**AIM OF THE EXERCISE**
Rewrite the rows as a Markdown table with the columns Number and Row Line. Start at the beginning of the rows and end at the line that contains "For each instance, a", leaving out blank lines and pictures.

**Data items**

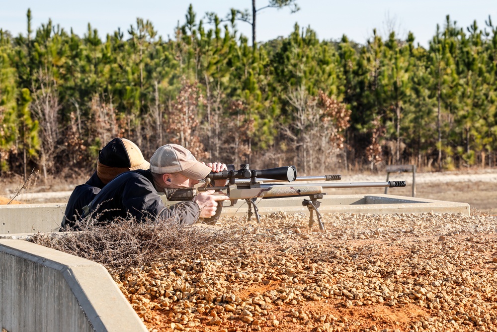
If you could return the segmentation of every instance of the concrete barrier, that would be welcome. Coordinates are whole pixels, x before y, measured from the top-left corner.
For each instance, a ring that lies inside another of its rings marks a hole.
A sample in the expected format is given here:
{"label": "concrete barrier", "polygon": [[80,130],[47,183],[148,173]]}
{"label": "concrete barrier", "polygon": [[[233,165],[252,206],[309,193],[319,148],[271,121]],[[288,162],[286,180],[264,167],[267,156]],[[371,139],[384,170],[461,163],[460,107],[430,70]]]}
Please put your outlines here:
{"label": "concrete barrier", "polygon": [[0,205],[0,234],[56,231],[66,204]]}
{"label": "concrete barrier", "polygon": [[148,331],[100,264],[8,239],[0,239],[0,328]]}
{"label": "concrete barrier", "polygon": [[[285,211],[309,213],[302,206],[306,197],[261,200],[257,206],[261,215]],[[322,214],[333,213],[389,214],[394,213],[462,213],[469,216],[467,203],[437,201],[391,195],[325,195],[319,200]],[[52,232],[59,230],[65,204],[0,205],[0,234]],[[247,205],[240,200],[233,207],[224,208],[222,216],[240,216],[247,213]]]}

**TASK OUTPUT**
| Number | Row Line |
|---|---|
| 1 | If you could return the segmentation of every instance of the concrete barrier, that would be welcome. Coordinates are whole pixels, x before y, measured from the top-left corner. |
| 2 | For each instance, a ring that lies inside another of its rings marks a hole. |